** Begin **

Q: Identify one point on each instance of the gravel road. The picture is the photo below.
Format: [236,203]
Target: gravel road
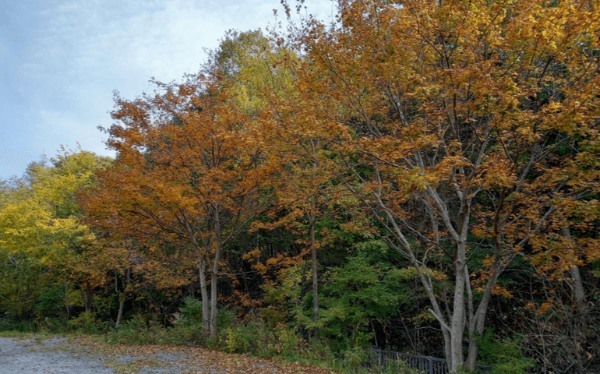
[45,356]
[59,355]
[82,355]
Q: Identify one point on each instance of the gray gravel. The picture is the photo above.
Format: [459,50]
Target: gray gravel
[46,356]
[58,355]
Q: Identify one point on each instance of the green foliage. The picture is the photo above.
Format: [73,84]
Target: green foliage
[503,355]
[87,323]
[367,288]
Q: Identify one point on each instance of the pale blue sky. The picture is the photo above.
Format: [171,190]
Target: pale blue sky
[61,60]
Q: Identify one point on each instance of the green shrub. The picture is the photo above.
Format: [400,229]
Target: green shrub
[503,355]
[86,322]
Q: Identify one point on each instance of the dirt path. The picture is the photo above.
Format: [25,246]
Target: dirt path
[45,356]
[84,355]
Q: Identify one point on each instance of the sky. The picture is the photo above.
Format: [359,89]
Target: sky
[62,60]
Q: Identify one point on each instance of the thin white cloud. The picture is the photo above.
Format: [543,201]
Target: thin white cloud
[67,57]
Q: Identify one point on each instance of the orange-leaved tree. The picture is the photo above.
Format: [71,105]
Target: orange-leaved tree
[188,172]
[460,113]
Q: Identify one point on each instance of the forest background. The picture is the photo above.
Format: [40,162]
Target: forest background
[419,176]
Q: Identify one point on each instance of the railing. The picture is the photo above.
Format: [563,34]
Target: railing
[422,363]
[426,364]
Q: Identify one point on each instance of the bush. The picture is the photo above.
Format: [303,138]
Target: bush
[86,322]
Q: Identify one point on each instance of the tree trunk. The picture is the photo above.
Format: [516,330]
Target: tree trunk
[457,323]
[213,297]
[578,290]
[204,294]
[122,299]
[215,274]
[315,278]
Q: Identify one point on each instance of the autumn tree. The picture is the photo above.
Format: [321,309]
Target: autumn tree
[42,237]
[188,171]
[459,110]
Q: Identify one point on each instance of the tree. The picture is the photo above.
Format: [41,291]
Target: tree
[41,236]
[189,172]
[457,109]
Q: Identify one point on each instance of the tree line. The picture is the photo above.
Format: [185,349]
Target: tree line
[421,175]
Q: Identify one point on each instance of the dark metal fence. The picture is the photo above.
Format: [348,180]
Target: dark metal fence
[426,364]
[422,363]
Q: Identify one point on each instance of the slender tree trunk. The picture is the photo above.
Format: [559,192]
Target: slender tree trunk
[457,323]
[315,278]
[213,297]
[204,295]
[578,290]
[215,274]
[122,299]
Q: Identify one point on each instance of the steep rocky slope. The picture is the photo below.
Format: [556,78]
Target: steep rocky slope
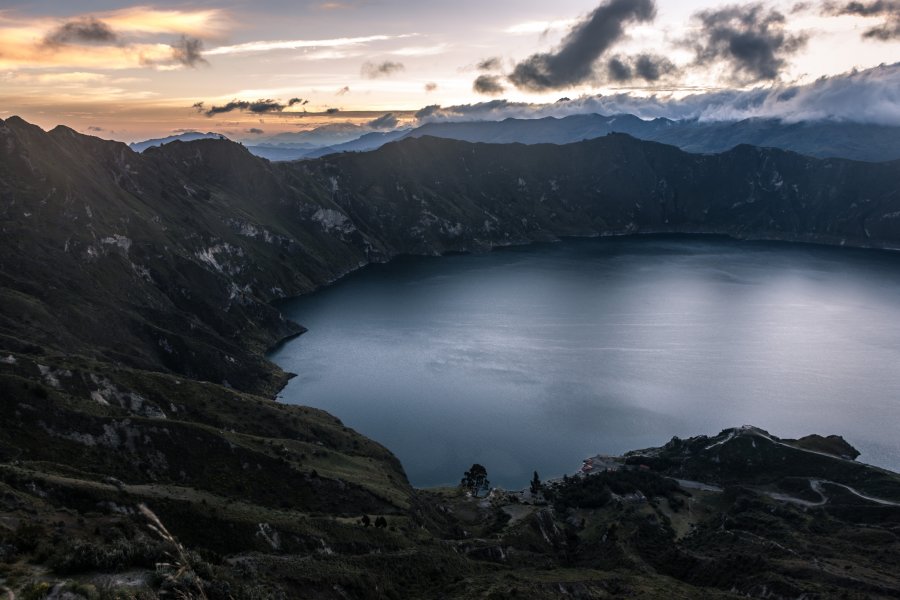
[170,259]
[136,299]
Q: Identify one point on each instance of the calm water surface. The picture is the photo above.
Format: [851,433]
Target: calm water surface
[532,358]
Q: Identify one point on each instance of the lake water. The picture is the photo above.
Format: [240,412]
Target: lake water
[533,358]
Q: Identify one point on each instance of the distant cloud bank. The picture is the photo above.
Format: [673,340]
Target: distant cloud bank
[867,96]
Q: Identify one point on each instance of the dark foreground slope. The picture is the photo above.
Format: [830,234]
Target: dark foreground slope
[136,306]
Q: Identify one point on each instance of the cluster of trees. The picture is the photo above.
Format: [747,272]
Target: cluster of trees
[475,479]
[380,522]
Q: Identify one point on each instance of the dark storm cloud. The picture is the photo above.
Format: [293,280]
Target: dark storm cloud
[869,96]
[493,63]
[488,84]
[371,70]
[82,31]
[387,121]
[257,107]
[572,63]
[619,70]
[750,39]
[652,67]
[887,10]
[188,52]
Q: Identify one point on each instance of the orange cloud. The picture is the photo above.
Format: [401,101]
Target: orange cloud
[23,40]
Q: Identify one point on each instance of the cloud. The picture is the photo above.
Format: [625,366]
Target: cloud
[869,96]
[572,63]
[370,70]
[649,67]
[188,52]
[494,63]
[387,121]
[81,31]
[258,107]
[131,38]
[488,84]
[887,10]
[269,46]
[749,39]
[541,27]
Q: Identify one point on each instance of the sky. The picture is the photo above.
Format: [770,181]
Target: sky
[254,68]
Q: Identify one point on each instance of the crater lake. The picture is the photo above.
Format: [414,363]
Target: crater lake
[532,358]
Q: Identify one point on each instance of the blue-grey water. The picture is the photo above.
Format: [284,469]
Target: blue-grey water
[533,358]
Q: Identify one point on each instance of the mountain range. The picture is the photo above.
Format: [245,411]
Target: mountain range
[138,297]
[821,139]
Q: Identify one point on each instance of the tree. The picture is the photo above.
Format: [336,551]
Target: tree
[475,479]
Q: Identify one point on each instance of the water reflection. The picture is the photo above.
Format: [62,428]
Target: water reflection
[531,358]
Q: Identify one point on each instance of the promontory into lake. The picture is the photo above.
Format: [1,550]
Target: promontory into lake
[356,300]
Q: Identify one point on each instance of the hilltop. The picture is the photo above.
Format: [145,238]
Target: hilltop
[137,303]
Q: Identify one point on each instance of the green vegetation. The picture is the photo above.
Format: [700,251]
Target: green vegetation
[136,307]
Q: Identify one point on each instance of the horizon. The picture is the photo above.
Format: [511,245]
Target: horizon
[130,72]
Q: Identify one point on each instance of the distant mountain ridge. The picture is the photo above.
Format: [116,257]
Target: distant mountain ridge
[136,307]
[204,231]
[188,136]
[820,139]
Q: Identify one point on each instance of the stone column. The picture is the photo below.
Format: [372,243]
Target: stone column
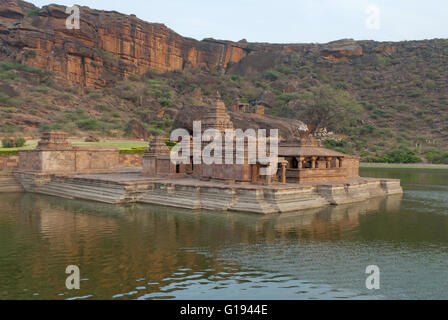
[283,172]
[313,162]
[254,173]
[300,159]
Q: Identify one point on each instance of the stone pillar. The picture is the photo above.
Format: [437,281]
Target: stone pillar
[313,162]
[283,172]
[254,173]
[300,159]
[329,159]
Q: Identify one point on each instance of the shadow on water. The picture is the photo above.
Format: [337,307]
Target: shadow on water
[144,252]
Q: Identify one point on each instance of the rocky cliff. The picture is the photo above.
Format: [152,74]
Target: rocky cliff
[108,44]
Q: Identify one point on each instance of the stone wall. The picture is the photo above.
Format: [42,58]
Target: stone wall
[8,183]
[9,163]
[79,160]
[352,166]
[130,160]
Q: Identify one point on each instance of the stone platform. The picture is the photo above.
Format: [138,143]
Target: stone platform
[129,185]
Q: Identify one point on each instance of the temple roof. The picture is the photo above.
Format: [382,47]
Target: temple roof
[306,147]
[290,151]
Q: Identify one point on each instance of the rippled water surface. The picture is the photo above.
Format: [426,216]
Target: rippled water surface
[147,252]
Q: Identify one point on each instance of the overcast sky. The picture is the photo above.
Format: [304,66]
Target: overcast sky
[288,21]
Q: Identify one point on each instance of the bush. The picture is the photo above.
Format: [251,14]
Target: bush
[437,156]
[33,13]
[9,153]
[13,143]
[166,102]
[29,54]
[402,155]
[272,75]
[134,150]
[88,124]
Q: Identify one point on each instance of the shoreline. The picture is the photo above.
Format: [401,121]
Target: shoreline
[403,166]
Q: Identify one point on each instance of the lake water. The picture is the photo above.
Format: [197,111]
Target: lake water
[146,252]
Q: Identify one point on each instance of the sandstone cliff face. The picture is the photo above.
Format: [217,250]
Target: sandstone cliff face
[106,45]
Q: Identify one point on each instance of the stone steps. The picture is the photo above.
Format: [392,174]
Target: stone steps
[9,184]
[76,188]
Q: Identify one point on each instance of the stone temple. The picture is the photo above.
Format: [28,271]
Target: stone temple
[305,175]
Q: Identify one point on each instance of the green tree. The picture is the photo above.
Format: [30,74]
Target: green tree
[327,107]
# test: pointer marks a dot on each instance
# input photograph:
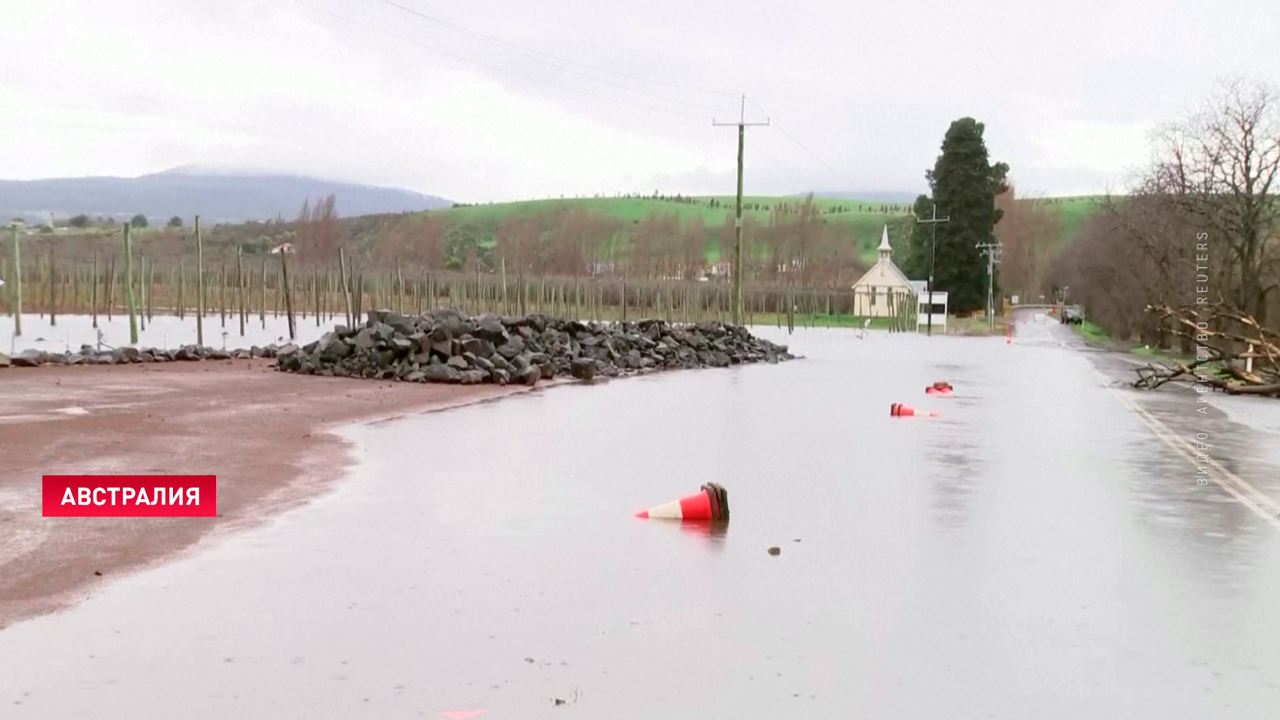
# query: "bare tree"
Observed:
(1219, 165)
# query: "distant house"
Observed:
(883, 291)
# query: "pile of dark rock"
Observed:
(88, 355)
(449, 346)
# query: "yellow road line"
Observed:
(1249, 496)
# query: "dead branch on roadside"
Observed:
(1234, 352)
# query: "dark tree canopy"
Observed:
(915, 259)
(965, 186)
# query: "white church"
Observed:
(885, 290)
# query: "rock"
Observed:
(365, 338)
(446, 345)
(583, 368)
(28, 359)
(442, 374)
(489, 327)
(529, 376)
(513, 346)
(472, 377)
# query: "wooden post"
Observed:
(288, 295)
(261, 302)
(110, 290)
(151, 288)
(182, 297)
(142, 291)
(17, 283)
(346, 286)
(222, 295)
(53, 290)
(315, 290)
(128, 287)
(240, 285)
(94, 292)
(200, 286)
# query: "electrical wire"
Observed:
(494, 68)
(553, 60)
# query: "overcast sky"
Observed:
(510, 99)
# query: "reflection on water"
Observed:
(1000, 560)
(713, 531)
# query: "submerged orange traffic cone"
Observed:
(899, 410)
(711, 502)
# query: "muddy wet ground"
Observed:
(1036, 551)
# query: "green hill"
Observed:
(864, 218)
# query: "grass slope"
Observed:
(863, 217)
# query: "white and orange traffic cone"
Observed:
(899, 410)
(711, 502)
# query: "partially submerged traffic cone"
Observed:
(899, 410)
(711, 502)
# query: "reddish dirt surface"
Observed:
(261, 432)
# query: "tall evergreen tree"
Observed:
(965, 186)
(914, 260)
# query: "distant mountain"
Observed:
(188, 191)
(877, 195)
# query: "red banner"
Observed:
(129, 496)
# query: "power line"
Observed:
(494, 68)
(542, 58)
(737, 220)
(803, 146)
(480, 35)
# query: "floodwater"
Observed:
(165, 332)
(1036, 551)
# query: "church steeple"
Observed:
(886, 251)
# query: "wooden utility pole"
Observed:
(288, 295)
(737, 220)
(992, 251)
(128, 287)
(17, 283)
(200, 287)
(346, 287)
(933, 241)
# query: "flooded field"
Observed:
(1034, 551)
(165, 332)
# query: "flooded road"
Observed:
(1036, 551)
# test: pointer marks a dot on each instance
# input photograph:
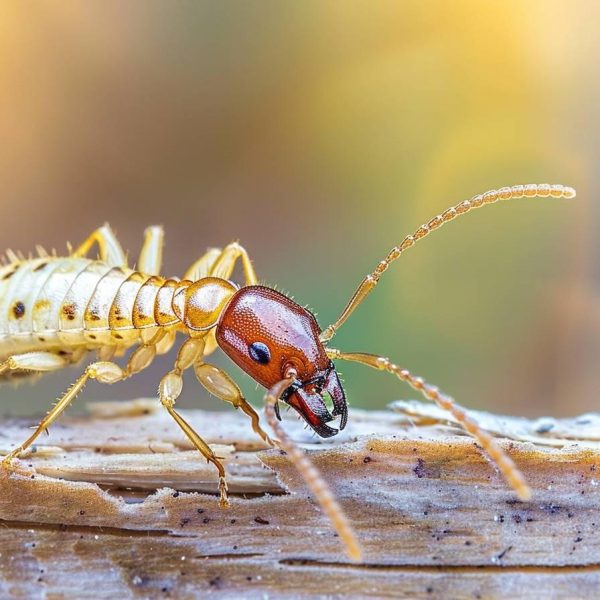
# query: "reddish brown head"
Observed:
(265, 333)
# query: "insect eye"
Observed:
(259, 352)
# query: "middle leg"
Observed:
(170, 388)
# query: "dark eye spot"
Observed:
(259, 352)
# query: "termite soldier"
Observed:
(54, 310)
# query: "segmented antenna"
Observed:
(542, 190)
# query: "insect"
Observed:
(54, 310)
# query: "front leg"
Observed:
(506, 465)
(110, 250)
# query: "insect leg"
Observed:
(145, 353)
(104, 372)
(221, 263)
(34, 361)
(367, 285)
(225, 263)
(218, 383)
(507, 467)
(309, 472)
(110, 250)
(202, 267)
(150, 261)
(169, 390)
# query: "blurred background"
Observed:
(319, 134)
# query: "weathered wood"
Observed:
(116, 504)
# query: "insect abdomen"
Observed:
(68, 302)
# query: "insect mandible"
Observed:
(54, 310)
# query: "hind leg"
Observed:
(110, 250)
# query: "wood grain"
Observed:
(117, 505)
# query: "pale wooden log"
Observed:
(117, 505)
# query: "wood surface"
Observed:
(116, 504)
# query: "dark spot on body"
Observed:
(69, 311)
(19, 309)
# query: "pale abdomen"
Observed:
(68, 303)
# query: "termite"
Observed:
(53, 310)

** End **

● **Problem description**
Pick out and copy every line of the records that contains the string "church". Case counts.

● **In response**
# query: "white church"
# query: "church steeple"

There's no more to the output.